+++ SOURCE TEXT
< Table of Contents Table of Contents 2 - Rational Drug Discovery
and SSRIs >
Clinical Pharmacology of SSRI's
1 - Introduction

Why have a book on selective serotonin reuptake inhibitors (SSRIs)? The rationale is simple: This class of antidepressants has become, for many physicians, the treatment of first choice for patients suffering from major depressive illness. The number of prescriptions for SSRIs in the United States equals that of the tricyclic antidepressants (TCAs), which were the gold standard antidepressants for almost 30 years. The widespread acceptance of SSRIs in the United States has occurred in a little over 7 years since the introduction of the SSRI, fluoxetine (Prozac). The introduction of this class has resulted in more than a four-fold increase in the antidepressant market in the United States because physicians are more willing to prescribe these medications to patients due to their greater safety and tolerability coupled with proven efficacy.

This handbook will provide a summary of the clinically relevant pharmacology of SSRIs in a manner that is "user friendly" for the practicing physician. The important similarities and differences will be presented, making liberal use of tables and figures to enhance the book's usefulness as a quick reference for the busy practitioner. The goal is to facilitate the optimum use of this important class of antidepressants.

Specific questions that this book will address include:

  • How was this class of antidepressant drugs developed?
  • What is the presumed mechanism of action (MOA) mediating their antidepressant efficacy?
  • What accounts for their improved safety and tolerability relative to the old "gold standard" TCAs?
  • What are the clinically meaningful differences among members of the SSRI class?
  • What are the factors that the physician should consider when choosing a specific SSRI for a specific patient?

This book will provide a broad overview of the clinical pharmacology of SSRIs in terms of the similarities and differences between SSRIs and TCAs and between different members of the SSRI class. It will focus on studies that permit meaningful comparisons. It is not intended to focus only on the efficacy studies with these drugs, but rather to broadly examine their clinically relevant pharmacology. Since efficacy has been the focus of many other reviews of SSRIs, the data on this topic will be presented in a relatively brief summary form. This book will review how these drugs were developed, providing the foundation for understanding:

  • Class differences between SSRIs and TCAs
  • Class similarities between the SSRIs
  • Pharmacokinetics of the SSRIs
  • Effects of SSRIs on oxidative drug metabolism which are important to physicians since antidepressants are frequently used in combination with other medications by both psychiatric and nonpsychiatric physicians

Whenever possible, data on all five SSRIs marketed worldwide will be presented. However, comparable data does not exist for all the SSRIs on every issue addressed in this book. For example, fixed-dose studies have been published for fluoxetine, paroxetine and sertraline, but not for citalopram and fluvoxamine. In such instances, the data will be provided for the drugs that have published data. The omission and the reason for the omission of the other SSRIs will be noted at each appropriate place in the book.
++++++
+++ RECORDS PROVIDED
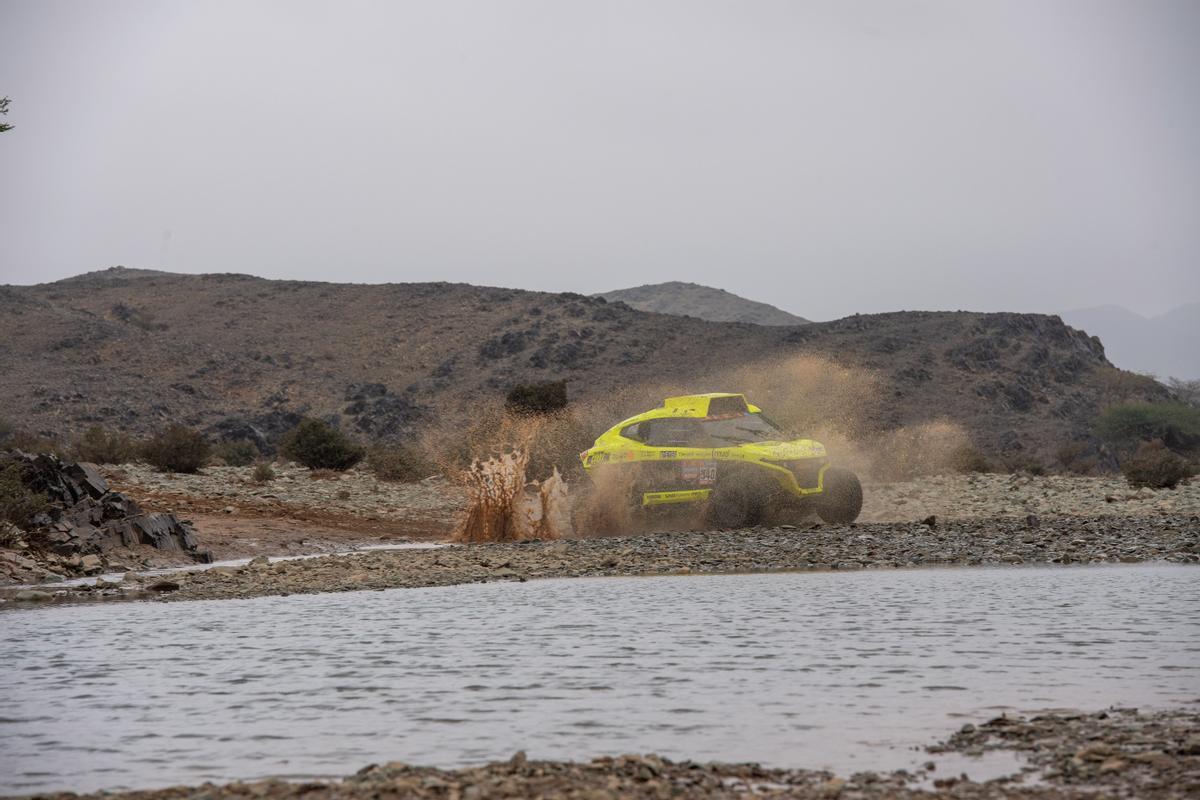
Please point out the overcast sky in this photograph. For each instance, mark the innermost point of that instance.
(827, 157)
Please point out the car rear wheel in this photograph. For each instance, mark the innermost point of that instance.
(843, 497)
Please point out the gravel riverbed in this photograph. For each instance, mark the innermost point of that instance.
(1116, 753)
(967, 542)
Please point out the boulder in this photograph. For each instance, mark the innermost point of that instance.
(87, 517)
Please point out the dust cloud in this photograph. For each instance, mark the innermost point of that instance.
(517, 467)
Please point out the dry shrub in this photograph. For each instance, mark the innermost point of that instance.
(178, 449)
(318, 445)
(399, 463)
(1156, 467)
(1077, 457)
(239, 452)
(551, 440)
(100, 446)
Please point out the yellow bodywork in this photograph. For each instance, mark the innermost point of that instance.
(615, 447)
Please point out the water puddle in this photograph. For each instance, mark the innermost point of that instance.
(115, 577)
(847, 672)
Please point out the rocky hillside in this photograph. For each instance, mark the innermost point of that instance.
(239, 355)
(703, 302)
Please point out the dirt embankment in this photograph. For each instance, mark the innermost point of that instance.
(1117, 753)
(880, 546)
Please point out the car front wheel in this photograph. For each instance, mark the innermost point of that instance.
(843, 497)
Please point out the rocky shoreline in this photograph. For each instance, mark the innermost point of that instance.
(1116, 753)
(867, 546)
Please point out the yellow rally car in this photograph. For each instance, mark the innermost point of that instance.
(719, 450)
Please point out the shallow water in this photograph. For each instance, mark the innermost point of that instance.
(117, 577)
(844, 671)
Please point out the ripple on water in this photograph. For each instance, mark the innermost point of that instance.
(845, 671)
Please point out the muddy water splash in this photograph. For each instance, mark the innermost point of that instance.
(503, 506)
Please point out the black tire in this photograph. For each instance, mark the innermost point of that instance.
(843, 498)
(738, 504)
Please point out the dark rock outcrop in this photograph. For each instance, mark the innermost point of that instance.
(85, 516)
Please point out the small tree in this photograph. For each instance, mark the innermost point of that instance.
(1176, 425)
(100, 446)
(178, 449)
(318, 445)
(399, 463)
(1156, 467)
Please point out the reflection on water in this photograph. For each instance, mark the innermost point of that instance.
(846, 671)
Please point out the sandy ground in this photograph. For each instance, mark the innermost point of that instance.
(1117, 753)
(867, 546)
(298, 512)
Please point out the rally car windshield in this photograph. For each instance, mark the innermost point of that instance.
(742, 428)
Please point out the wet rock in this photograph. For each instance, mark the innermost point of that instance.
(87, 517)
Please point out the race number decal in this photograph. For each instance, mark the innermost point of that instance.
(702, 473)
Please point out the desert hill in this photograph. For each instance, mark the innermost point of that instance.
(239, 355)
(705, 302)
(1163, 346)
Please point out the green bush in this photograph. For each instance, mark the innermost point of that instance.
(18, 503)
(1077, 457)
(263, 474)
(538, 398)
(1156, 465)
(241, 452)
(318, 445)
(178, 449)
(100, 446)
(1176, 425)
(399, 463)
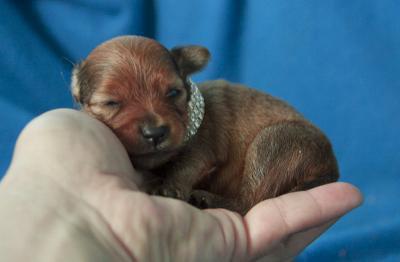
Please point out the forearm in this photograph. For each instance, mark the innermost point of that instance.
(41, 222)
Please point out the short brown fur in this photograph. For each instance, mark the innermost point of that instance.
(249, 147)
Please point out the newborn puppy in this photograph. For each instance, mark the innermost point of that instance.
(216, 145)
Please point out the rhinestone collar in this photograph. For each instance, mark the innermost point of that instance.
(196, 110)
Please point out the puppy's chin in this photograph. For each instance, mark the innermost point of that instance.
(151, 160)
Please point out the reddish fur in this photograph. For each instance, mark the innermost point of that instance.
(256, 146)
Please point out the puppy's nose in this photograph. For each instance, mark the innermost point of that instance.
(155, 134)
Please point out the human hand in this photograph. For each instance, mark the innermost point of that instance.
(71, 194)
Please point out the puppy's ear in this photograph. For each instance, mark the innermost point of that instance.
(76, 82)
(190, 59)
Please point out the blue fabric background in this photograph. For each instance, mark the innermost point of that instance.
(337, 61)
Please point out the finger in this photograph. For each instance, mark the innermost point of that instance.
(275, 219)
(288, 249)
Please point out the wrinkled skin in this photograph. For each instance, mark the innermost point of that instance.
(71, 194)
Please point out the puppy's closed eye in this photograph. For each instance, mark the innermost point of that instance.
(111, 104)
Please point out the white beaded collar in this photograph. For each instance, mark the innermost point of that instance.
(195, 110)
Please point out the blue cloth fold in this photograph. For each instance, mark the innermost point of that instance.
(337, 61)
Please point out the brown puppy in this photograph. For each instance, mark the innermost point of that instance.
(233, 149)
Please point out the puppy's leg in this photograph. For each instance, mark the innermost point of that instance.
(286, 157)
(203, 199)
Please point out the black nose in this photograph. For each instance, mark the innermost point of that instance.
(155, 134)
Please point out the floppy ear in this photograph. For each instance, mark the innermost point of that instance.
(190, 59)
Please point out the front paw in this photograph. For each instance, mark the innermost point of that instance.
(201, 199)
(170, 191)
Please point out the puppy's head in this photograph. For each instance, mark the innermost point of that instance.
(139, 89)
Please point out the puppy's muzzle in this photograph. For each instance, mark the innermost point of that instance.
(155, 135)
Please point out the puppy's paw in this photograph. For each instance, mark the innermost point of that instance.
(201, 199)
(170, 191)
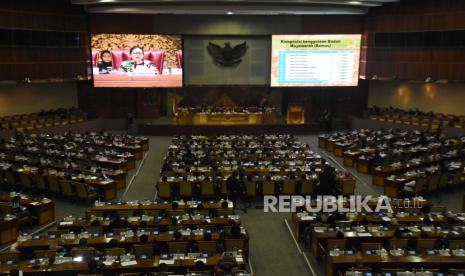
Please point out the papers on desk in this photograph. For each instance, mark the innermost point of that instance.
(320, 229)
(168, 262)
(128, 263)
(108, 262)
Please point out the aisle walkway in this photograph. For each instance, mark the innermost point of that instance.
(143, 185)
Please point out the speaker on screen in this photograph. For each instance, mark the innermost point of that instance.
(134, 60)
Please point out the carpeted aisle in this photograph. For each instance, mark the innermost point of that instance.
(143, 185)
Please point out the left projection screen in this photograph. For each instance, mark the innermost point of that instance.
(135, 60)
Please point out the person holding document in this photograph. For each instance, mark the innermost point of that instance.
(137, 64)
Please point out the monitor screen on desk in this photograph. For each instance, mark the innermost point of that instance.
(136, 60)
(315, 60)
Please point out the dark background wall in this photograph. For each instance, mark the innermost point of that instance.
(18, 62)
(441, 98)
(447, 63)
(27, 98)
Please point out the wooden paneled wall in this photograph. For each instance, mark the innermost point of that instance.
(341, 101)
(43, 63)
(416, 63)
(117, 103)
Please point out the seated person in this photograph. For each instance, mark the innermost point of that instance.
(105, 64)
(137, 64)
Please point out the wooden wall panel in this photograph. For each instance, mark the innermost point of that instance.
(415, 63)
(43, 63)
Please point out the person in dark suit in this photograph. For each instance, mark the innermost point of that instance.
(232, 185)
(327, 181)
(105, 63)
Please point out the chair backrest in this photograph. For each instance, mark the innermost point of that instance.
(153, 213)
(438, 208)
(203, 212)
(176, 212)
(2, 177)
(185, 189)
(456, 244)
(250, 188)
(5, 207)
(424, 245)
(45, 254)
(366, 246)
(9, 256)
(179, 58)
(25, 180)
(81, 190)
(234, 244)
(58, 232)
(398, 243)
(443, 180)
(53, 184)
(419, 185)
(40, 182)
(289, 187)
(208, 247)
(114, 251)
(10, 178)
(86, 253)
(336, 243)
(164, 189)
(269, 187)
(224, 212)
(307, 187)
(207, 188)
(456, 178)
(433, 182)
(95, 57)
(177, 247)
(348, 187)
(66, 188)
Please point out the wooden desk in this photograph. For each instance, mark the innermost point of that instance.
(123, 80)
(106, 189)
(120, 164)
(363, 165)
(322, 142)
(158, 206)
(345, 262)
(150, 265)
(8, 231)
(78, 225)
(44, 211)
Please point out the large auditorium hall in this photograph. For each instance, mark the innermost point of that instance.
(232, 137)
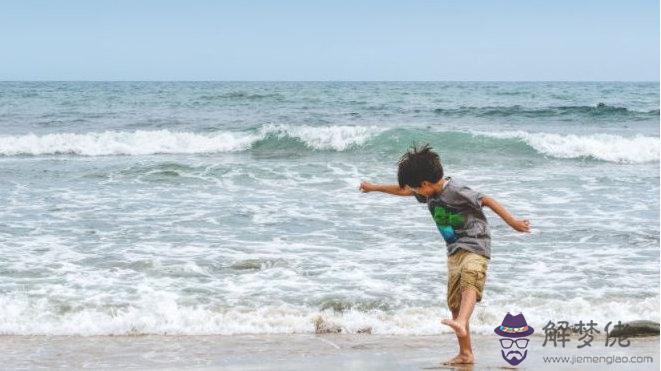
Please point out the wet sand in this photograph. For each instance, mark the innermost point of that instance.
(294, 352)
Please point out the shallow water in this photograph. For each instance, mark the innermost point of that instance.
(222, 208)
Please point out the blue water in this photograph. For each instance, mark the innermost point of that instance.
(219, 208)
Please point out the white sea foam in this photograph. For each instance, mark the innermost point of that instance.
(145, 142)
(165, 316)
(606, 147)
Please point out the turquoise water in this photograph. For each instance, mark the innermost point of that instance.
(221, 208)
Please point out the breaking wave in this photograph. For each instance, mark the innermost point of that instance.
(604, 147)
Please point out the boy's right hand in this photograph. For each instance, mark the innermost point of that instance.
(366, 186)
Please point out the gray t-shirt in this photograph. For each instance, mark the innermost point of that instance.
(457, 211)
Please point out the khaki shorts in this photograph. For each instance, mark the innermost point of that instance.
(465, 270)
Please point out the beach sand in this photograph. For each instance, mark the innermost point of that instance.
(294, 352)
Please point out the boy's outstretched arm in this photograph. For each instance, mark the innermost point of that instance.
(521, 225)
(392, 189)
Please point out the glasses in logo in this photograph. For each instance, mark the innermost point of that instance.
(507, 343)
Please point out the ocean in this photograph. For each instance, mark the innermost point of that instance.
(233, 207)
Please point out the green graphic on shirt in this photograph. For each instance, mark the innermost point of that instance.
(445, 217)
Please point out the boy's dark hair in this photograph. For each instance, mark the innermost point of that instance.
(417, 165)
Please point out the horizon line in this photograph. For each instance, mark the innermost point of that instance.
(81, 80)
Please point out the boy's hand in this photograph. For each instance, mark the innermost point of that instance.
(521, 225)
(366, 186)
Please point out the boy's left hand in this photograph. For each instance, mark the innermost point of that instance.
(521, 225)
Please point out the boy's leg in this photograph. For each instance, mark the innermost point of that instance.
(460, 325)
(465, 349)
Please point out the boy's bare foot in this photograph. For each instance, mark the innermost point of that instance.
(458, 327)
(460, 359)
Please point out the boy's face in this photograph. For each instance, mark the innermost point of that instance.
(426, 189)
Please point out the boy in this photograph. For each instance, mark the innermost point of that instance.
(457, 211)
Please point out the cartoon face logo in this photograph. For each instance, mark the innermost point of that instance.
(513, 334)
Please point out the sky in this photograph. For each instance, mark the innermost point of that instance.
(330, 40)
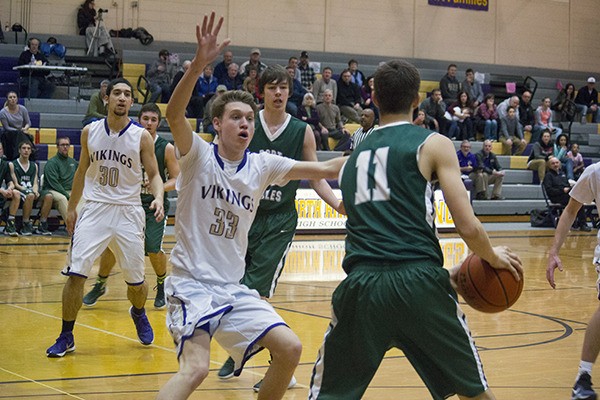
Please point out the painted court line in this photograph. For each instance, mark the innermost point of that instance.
++++++
▸ **INSTRUCTIONS FOR THE TASK**
Rewrite the passage of the introduction on SSRIs from "Specific questions that" to "their antidepressant efficacy?", substituting "mode of action" for "mechanism of action".

▸ **REPLY TO THE EXERCISE**
Specific questions that this book will address include:

  • How was this class of antidepressant drugs developed?
  • What is the presumed mode of action (MOA) mediating their antidepressant efficacy?